(The request)
Please show each line below that contains the word "cloud", copying every such line in full.

____________

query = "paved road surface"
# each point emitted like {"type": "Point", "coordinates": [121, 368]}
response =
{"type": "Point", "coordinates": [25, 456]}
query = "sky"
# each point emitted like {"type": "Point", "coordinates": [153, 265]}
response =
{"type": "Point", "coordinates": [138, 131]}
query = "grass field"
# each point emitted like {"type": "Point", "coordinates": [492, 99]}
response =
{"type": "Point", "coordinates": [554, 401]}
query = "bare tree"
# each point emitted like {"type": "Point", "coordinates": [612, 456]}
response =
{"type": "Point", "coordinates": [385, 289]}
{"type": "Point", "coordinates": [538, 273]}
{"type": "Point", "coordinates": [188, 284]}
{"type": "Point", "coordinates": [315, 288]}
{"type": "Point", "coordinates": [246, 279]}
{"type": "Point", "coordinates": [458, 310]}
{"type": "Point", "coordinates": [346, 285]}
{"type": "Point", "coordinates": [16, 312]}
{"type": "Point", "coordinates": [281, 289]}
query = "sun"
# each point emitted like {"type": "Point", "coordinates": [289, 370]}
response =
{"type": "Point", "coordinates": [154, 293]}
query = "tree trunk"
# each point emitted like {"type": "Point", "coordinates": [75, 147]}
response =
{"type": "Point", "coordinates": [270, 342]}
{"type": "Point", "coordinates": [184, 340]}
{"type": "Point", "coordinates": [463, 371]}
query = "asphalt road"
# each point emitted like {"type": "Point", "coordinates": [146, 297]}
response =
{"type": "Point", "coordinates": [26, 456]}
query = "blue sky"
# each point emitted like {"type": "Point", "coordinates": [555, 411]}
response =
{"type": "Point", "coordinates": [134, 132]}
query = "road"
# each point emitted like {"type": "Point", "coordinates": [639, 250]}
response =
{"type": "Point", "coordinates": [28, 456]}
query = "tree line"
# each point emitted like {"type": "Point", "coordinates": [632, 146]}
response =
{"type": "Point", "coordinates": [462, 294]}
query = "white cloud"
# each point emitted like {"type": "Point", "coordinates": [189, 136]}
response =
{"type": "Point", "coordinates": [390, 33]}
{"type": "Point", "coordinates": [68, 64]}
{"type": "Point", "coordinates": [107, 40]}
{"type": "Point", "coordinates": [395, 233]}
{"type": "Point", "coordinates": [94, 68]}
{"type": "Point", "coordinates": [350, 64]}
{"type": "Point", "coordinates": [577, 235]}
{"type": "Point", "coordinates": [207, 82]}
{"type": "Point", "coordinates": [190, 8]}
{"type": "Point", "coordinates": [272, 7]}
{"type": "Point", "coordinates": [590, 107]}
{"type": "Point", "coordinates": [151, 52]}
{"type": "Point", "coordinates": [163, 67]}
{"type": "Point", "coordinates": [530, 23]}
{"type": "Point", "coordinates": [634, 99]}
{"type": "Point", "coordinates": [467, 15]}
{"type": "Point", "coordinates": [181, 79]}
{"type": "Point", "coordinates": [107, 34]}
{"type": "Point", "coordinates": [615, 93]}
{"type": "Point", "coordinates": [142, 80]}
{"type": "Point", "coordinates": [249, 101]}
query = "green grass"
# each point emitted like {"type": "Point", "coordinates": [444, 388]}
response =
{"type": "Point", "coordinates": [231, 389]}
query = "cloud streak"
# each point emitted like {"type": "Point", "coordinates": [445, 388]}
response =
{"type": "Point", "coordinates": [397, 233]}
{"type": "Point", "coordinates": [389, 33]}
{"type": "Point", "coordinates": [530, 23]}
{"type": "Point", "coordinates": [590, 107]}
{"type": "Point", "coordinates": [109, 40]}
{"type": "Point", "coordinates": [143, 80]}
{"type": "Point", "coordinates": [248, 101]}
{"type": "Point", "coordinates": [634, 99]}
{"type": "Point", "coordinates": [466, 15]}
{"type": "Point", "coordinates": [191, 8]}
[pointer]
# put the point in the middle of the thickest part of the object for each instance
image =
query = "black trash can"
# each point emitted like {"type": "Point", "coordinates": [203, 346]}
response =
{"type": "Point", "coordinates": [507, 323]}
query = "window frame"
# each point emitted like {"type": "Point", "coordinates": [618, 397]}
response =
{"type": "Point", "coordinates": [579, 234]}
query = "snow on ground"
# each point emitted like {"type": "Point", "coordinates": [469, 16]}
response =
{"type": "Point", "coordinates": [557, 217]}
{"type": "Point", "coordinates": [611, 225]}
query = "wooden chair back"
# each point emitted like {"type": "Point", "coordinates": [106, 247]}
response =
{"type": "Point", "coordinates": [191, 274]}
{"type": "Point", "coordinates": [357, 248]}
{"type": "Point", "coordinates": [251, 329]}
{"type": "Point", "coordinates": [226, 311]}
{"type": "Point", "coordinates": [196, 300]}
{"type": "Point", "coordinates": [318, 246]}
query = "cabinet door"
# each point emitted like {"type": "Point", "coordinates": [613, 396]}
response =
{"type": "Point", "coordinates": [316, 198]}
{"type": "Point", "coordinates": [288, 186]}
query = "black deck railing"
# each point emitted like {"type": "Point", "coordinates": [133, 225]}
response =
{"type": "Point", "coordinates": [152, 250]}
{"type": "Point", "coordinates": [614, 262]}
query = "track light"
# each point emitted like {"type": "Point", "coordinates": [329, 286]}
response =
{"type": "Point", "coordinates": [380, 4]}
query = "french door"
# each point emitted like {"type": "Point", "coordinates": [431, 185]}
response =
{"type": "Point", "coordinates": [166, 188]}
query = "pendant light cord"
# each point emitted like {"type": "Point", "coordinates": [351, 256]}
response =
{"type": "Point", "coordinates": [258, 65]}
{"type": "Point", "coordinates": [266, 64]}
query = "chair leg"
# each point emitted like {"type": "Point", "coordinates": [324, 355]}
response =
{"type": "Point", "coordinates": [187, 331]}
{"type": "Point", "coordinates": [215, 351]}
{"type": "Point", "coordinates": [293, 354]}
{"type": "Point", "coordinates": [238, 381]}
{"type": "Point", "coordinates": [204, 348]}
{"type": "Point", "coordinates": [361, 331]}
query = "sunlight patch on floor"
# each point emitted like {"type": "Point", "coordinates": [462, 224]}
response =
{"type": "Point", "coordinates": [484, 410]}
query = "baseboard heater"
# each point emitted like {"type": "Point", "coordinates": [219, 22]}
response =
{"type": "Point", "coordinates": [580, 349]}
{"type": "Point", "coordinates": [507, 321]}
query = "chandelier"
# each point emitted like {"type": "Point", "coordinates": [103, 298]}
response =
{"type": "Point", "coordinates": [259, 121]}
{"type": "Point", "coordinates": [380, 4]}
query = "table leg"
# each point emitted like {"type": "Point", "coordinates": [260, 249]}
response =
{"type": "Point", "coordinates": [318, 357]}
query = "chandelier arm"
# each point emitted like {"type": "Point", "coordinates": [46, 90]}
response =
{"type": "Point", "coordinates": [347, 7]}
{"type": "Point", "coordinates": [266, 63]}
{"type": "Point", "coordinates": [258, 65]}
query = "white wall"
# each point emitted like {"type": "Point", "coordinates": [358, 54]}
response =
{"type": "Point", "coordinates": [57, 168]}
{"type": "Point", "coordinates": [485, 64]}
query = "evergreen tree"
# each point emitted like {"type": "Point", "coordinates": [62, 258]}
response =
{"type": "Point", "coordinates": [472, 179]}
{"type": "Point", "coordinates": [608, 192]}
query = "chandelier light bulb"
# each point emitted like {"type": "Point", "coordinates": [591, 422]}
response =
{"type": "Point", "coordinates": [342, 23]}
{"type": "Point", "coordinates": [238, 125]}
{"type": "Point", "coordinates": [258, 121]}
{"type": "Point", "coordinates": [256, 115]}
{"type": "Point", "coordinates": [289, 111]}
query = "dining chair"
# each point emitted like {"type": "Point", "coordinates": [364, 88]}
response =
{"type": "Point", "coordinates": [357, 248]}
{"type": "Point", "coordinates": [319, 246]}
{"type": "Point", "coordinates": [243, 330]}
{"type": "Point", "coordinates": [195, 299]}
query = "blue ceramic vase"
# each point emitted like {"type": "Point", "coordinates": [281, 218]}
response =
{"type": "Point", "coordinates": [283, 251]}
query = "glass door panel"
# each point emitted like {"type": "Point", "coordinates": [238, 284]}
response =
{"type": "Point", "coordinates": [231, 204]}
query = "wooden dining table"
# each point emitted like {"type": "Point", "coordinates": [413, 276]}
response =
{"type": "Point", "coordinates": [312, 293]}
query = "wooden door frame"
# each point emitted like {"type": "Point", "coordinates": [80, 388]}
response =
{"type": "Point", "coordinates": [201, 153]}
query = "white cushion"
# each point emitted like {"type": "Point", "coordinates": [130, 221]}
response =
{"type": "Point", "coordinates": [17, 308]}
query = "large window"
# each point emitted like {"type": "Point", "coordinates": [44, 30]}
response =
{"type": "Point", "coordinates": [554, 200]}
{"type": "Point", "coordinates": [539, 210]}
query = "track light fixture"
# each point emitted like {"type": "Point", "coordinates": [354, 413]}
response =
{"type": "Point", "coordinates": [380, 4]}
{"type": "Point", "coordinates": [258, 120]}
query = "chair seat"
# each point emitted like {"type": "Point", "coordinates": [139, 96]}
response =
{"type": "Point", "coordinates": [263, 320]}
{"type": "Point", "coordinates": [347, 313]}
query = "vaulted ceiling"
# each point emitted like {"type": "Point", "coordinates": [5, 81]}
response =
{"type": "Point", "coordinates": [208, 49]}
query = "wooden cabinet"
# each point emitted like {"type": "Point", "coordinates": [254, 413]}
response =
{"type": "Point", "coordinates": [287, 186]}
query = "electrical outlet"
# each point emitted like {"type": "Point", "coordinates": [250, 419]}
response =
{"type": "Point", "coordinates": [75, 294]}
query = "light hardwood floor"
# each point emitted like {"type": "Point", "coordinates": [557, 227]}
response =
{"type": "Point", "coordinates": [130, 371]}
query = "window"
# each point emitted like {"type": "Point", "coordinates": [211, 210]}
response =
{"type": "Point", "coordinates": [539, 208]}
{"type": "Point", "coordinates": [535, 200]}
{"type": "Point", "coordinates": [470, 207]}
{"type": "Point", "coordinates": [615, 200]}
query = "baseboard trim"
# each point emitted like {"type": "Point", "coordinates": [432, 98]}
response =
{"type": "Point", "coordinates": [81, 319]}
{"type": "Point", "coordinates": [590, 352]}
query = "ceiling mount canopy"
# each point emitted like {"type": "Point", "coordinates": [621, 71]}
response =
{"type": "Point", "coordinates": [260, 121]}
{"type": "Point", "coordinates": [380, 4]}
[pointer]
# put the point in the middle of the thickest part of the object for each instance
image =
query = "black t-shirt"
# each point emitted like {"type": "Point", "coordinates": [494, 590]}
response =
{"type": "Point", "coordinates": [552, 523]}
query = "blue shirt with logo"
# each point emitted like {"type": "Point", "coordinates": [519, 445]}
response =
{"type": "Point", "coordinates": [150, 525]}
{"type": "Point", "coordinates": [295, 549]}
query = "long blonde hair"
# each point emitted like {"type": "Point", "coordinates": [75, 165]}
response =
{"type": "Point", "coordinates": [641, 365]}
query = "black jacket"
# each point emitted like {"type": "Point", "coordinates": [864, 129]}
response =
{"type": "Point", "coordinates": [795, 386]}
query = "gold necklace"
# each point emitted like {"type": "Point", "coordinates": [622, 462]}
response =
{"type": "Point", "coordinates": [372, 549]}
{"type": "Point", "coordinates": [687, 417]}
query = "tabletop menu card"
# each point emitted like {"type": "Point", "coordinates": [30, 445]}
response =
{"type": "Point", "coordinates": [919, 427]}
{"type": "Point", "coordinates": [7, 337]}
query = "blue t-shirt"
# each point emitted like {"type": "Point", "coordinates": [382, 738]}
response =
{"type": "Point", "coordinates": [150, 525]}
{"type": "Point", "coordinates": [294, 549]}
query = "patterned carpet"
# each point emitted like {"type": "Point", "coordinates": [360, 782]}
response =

____________

(Solved problem)
query = "white cloud"
query = "cloud streak"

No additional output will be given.